_JOB_:
Pull out each line in the records below that contains the string "tradingpost". Match case, so uppercase and lowercase letters count as different.

_DATASET EXCERPTS_:
=====

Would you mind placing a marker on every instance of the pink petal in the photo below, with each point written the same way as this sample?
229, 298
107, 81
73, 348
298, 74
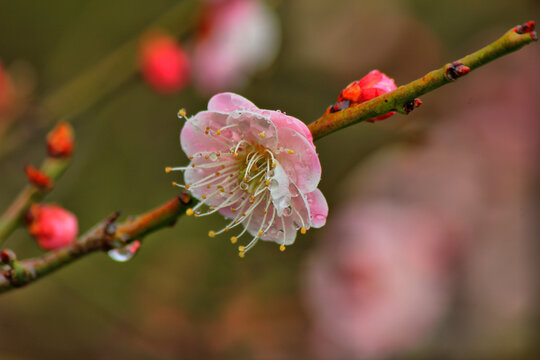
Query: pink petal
282, 231
227, 102
193, 138
282, 120
254, 127
303, 166
318, 208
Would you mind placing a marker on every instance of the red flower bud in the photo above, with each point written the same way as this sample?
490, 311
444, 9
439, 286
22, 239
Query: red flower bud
60, 141
370, 86
52, 226
164, 64
37, 178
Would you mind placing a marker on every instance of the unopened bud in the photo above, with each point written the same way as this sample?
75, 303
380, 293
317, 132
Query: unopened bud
60, 141
52, 226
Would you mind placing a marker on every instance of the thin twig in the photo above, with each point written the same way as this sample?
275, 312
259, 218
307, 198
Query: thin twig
402, 99
105, 77
104, 236
14, 215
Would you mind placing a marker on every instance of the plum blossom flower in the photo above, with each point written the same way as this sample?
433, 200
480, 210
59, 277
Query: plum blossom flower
52, 226
164, 64
236, 38
257, 167
380, 283
374, 84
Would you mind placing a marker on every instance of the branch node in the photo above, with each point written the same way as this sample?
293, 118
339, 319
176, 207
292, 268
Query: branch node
411, 105
456, 70
340, 105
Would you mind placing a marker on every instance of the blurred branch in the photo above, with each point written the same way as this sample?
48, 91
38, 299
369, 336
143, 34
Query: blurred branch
13, 217
104, 236
104, 78
403, 99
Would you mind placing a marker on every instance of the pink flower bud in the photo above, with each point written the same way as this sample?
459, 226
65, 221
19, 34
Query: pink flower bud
370, 86
37, 178
164, 64
52, 226
60, 141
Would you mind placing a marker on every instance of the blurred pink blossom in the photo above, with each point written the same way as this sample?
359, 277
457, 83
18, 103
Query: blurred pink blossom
236, 38
164, 64
257, 167
378, 284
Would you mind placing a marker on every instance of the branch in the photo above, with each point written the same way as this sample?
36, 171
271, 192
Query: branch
14, 215
104, 236
402, 99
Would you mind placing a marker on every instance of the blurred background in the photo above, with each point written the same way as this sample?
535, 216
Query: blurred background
430, 249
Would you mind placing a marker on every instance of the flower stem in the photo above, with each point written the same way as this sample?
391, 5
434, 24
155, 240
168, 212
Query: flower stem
14, 215
400, 100
104, 236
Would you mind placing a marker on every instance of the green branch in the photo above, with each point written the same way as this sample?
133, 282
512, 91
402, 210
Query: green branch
104, 236
13, 217
402, 99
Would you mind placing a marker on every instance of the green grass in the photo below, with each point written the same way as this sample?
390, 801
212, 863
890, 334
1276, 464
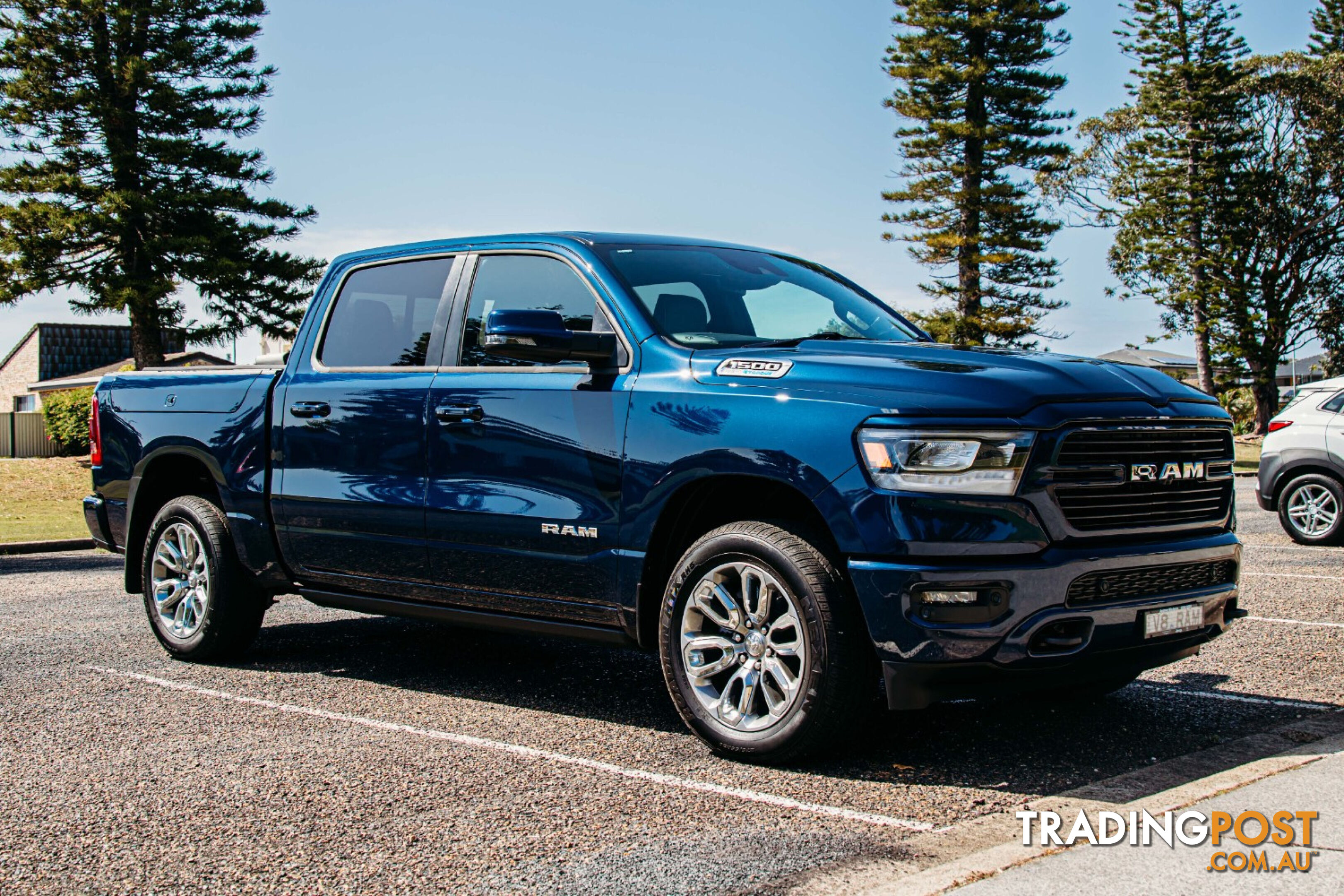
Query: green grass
1248, 458
39, 499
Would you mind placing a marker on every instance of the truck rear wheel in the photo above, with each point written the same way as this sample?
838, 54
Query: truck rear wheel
764, 652
198, 597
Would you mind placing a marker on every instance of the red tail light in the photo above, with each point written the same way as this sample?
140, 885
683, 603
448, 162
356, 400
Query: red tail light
95, 436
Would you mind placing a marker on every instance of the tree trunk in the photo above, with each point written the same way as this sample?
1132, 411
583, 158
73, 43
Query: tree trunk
1203, 360
969, 289
1266, 405
147, 340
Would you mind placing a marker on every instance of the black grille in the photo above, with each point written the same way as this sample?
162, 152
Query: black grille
1110, 504
1146, 446
1149, 582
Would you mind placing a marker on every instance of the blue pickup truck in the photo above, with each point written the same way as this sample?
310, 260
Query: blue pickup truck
732, 456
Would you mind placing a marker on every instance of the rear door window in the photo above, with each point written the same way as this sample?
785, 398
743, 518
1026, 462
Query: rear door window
385, 316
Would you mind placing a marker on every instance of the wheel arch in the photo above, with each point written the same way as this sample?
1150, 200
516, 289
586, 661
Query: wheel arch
1304, 468
706, 503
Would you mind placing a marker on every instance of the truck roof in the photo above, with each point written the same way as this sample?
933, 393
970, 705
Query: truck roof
570, 237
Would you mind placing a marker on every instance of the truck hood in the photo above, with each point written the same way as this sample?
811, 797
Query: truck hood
932, 378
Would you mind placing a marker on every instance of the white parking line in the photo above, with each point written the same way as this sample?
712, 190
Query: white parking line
1211, 695
1293, 547
531, 753
1296, 622
1295, 575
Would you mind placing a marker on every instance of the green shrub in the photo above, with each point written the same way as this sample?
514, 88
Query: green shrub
66, 416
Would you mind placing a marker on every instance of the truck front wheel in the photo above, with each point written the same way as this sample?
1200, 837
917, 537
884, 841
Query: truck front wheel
764, 650
198, 597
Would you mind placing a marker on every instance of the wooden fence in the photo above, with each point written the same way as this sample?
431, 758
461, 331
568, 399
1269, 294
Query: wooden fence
23, 434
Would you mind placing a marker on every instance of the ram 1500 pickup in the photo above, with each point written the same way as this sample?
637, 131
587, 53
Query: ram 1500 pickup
732, 456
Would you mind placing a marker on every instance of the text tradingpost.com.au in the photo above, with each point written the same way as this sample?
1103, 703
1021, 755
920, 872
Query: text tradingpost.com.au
1269, 841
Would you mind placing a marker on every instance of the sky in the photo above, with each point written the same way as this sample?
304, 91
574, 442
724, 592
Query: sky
755, 122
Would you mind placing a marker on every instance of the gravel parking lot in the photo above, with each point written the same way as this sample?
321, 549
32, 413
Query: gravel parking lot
365, 755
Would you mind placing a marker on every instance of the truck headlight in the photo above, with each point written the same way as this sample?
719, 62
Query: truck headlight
945, 461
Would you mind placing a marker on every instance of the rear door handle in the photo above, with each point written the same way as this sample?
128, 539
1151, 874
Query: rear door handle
459, 413
309, 409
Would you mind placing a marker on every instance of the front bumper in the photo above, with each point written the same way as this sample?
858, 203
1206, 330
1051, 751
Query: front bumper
928, 661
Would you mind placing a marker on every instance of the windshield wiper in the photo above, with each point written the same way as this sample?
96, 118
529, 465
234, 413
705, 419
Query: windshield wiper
787, 343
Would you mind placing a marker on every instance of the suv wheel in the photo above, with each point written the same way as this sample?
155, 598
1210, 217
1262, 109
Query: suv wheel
762, 648
1310, 509
198, 597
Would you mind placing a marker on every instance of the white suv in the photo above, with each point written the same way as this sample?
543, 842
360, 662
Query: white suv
1301, 471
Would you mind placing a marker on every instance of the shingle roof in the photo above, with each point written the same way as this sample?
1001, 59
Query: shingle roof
1304, 366
65, 350
86, 378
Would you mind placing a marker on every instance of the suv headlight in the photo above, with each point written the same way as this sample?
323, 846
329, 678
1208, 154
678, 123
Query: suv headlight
945, 461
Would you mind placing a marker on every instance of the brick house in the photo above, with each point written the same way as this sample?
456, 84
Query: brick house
57, 351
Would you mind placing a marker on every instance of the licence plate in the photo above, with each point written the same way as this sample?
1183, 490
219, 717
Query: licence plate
1174, 620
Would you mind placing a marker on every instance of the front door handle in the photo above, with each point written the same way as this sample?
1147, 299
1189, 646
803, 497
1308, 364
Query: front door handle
459, 413
309, 409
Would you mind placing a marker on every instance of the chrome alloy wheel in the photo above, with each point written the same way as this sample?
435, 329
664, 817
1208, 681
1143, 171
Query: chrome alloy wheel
180, 581
744, 647
1314, 509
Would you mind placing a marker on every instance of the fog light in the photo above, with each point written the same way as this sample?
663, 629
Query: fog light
950, 597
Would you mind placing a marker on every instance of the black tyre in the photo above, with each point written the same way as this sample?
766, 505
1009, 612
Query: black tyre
764, 649
1311, 509
201, 602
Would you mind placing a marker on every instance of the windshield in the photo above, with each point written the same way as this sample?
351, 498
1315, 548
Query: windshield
706, 297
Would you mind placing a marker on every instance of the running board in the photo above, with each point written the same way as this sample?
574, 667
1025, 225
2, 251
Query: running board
455, 616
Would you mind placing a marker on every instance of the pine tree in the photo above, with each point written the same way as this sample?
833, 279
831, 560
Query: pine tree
974, 83
1327, 29
1178, 173
125, 175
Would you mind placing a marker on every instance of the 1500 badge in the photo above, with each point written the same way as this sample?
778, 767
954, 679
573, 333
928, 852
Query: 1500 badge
748, 367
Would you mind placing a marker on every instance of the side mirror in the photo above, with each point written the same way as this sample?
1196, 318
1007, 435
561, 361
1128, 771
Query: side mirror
541, 336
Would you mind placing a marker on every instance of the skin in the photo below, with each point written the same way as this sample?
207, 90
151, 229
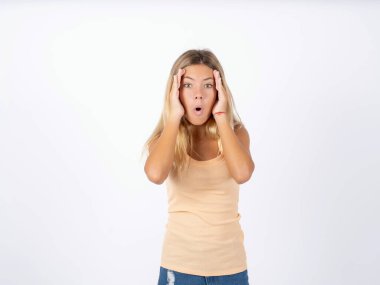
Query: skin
183, 98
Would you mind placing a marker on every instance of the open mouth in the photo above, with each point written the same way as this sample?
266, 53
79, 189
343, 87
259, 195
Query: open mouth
198, 111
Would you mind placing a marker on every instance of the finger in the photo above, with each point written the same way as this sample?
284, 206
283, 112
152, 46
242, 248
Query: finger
175, 82
180, 73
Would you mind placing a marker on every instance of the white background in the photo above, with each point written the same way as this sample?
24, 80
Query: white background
82, 86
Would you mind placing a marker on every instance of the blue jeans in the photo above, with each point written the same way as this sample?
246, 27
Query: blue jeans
171, 277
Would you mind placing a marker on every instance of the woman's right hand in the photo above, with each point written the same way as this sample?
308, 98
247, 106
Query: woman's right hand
176, 107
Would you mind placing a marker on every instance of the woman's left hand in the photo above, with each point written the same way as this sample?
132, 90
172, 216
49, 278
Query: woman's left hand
221, 100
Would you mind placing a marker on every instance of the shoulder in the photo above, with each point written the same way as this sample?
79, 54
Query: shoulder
243, 135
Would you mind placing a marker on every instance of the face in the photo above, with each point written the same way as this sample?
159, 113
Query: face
197, 93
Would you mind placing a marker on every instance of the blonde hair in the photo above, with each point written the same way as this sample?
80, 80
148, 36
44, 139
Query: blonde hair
184, 143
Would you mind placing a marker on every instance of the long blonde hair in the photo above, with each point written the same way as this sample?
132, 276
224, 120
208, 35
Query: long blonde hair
184, 143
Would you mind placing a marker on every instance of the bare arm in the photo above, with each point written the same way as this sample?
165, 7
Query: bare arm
161, 151
236, 150
161, 154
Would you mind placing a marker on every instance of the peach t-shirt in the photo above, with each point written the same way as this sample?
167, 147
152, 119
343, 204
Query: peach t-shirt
203, 235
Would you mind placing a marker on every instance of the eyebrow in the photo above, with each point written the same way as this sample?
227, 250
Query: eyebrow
193, 78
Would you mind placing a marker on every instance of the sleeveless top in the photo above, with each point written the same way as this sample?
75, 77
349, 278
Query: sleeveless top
203, 235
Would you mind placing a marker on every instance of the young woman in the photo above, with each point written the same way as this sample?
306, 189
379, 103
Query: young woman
200, 148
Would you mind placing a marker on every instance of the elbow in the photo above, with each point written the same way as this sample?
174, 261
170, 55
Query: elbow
154, 176
244, 176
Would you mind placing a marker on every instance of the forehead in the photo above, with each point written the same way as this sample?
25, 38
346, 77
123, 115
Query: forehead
198, 71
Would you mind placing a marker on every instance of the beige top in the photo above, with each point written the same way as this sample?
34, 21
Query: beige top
203, 234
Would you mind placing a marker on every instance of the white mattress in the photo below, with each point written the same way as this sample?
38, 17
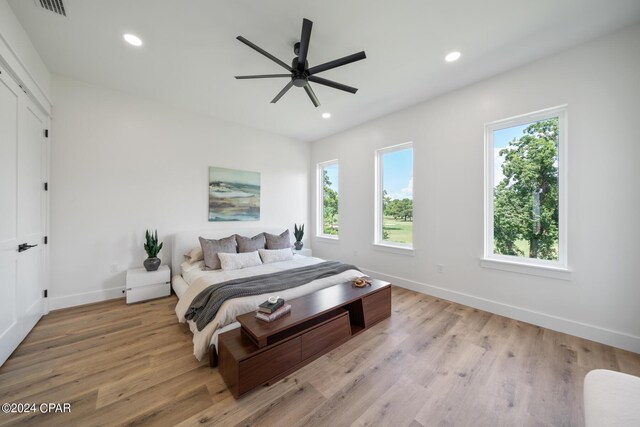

=====

_TASK RESULT_:
Would you mind placing a marker on every instance of the text tradingpost.com.au in the photo above, with each point written the same way as this sample?
Query: text tradingpost.com.au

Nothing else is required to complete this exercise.